WORK REQUEST = Could you return the entire listing below exactly as written?

RECORDS PROVIDED =
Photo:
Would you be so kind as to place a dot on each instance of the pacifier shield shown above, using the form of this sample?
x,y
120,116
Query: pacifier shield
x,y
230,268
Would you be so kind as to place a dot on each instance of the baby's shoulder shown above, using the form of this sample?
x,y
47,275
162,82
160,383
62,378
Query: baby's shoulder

OUTPUT OF THE TASK =
Photo:
Would you be so kind as to place a dot on each instance of the pacifier shield shown above, using the form of this sample?
x,y
120,116
Query: pacifier shield
x,y
230,268
Would you be so kind as to place a dot on each instance of the baby's shoulder shown above, using the form of this sample?
x,y
47,275
162,82
160,383
62,378
Query: baby's shoulder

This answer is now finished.